Outline annotation items:

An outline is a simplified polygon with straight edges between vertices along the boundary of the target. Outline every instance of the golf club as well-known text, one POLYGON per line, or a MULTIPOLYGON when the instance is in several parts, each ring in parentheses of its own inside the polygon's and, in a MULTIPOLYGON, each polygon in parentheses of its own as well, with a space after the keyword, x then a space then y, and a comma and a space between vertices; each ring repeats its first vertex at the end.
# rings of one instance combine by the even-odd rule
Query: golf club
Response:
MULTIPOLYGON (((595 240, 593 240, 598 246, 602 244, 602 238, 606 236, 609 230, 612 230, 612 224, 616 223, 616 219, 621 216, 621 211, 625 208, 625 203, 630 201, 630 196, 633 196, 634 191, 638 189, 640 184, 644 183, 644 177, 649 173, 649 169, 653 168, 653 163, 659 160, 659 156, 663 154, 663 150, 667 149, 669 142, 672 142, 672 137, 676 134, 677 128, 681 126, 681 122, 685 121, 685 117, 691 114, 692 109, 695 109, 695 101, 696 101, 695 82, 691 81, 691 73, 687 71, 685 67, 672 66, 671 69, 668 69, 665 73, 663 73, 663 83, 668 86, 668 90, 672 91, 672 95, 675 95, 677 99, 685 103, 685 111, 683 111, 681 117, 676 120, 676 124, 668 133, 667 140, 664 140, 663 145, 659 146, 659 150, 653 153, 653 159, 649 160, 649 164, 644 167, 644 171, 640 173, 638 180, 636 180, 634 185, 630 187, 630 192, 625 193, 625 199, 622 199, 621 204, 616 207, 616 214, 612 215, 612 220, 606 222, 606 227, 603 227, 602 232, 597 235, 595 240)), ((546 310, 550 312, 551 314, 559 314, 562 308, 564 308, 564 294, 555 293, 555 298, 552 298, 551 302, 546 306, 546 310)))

*STATED EXERCISE*:
Please pick out each line of the items above that contains the word "golf", and copy those lines.

*CORRECT ANSWER*:
An outline is a simplified polygon with straight edges between vertices along the boundary of the target. Outline every instance of the golf club as well-known text, one POLYGON per line, or a MULTIPOLYGON when the instance is in several parts, each ring in parentheses of its own inside the polygon's and, in a MULTIPOLYGON, each polygon in parentheses of its own as well, with a space after the keyword, x then a space then y, and a comma and a space between vertices; each ring repeats its first vertex at the end.
Query: golf club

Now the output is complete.